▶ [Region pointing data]
—————

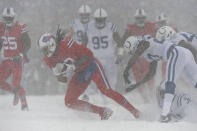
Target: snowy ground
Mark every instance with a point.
(48, 113)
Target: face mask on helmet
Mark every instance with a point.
(8, 16)
(47, 44)
(84, 12)
(84, 18)
(131, 44)
(161, 23)
(140, 21)
(100, 22)
(165, 33)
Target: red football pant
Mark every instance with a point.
(75, 89)
(8, 67)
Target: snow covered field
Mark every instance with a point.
(48, 113)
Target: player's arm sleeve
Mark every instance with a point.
(25, 39)
(85, 39)
(189, 47)
(150, 74)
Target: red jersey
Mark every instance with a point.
(11, 37)
(141, 67)
(68, 49)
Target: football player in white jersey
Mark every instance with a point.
(178, 60)
(181, 103)
(184, 39)
(81, 25)
(101, 36)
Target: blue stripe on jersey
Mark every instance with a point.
(172, 65)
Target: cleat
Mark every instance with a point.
(136, 114)
(106, 114)
(16, 99)
(24, 107)
(165, 119)
(85, 98)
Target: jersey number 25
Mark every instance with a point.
(100, 42)
(9, 43)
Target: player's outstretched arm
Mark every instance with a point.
(189, 47)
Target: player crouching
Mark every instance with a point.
(65, 57)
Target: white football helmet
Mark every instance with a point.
(84, 12)
(131, 44)
(140, 17)
(100, 16)
(165, 33)
(47, 44)
(161, 20)
(8, 16)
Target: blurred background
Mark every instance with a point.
(45, 15)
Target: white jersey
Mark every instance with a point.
(79, 29)
(187, 37)
(100, 41)
(158, 50)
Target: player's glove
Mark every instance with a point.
(63, 69)
(18, 58)
(120, 53)
(165, 119)
(126, 77)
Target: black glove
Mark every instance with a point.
(60, 34)
(118, 59)
(126, 77)
(131, 87)
(18, 58)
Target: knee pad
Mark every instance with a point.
(170, 87)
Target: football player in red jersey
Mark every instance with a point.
(65, 57)
(15, 43)
(141, 27)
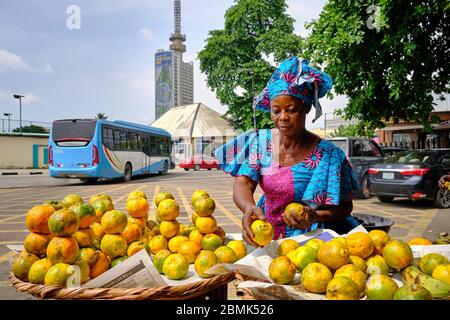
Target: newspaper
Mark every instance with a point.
(137, 271)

—————

▶ [YOUR INSTRUCTIONS] If a line above holds the word "helmet", copy it.

▶ [EXERCISE RESULT]
Target: face mask on helmet
Target: white football helmet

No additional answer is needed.